• _Seitenauszug_
+===+

Manchmal habe ich so den Eindruck, dass Praxistest auch schon mal bedeutet:" Ich habe das Gerät ausgepackt und mir angeschaut." Fundiert ist das nicht.
Da finde ich den Praxistest hier doch etwas substanzieller:

http://dicht-am-fisch.de/ttk/garmin-striker-7sv-5dv-echolot-praxis-test


----------



## Nico27 (19. Februar 2017)

*AW: Garmin Striker 5dv Praxiserfahrungen???*

Ich kann gerne aus meiner Praxis erzählen.. und ich kann sagen, dass ich zufrieden bin. Man muss sich wirklich Zeit mit den Einstellungen nehmen..aber es liefert sehr gute Bilder und Qualität.

+===+

• _Datenteil_

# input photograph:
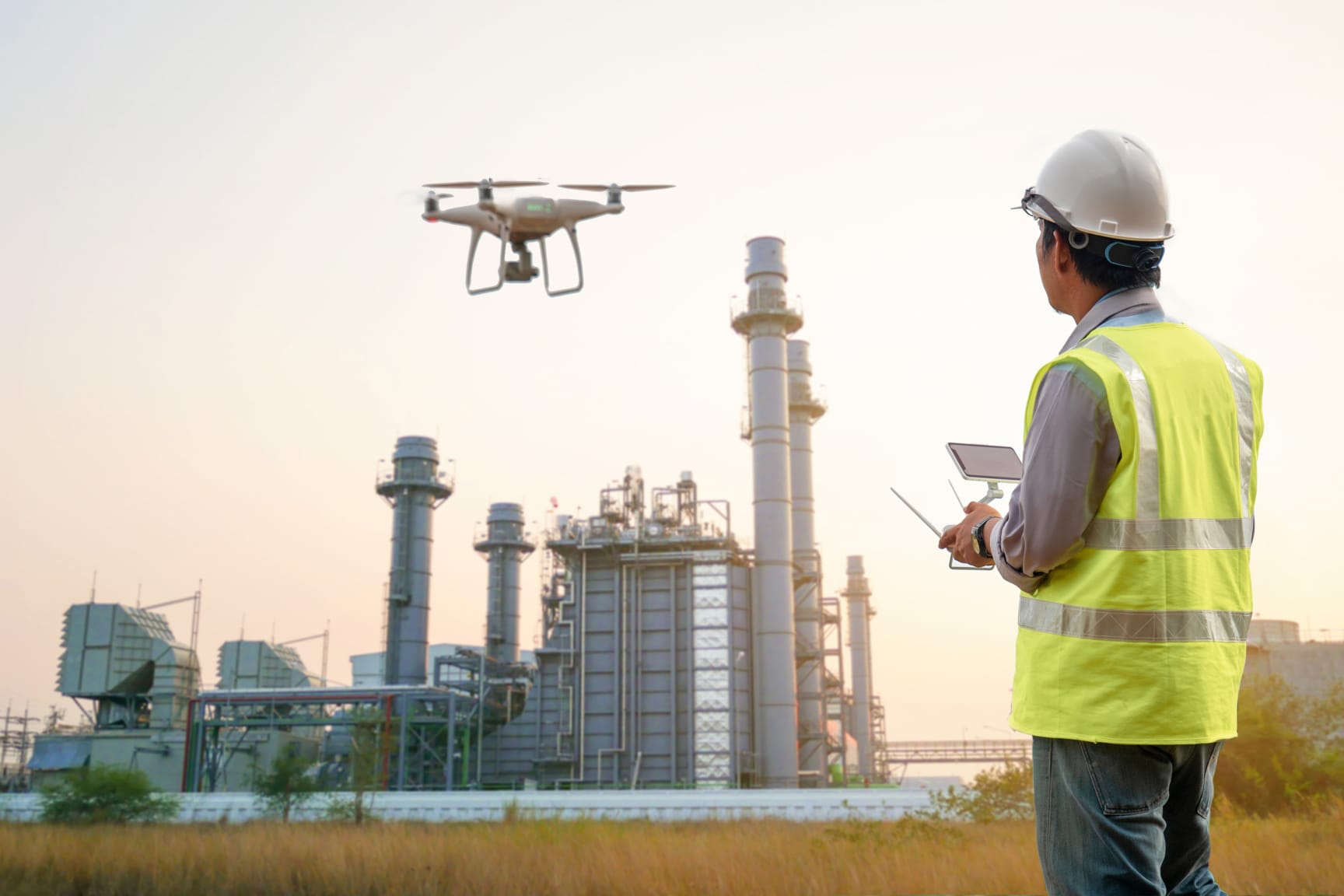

+===+

• _Aufgaben_
a) Schreibe aus dem Seitenauszug den Abschnitt ab, der mit „Da finde ich“ beginnt und bis einschließlich „(19. Februar 2017)“ reicht.
b) Wofür muss man sich laut Nico27 im Seitenauszug wirklich Zeit nehmen?
Die Daten sind eigenständiges Material und gehören nicht zum Seitenauszug.

• _Antworten je Aufgabe_
a)
Da finde ich den Praxistest hier doch etwas substanzieller:

http://dicht-am-fisch.de/ttk/garmin-striker-7sv-5dv-echolot-praxis-test


----------



## Nico27 (19. Februar 2017)

b) Für die Einstellungen.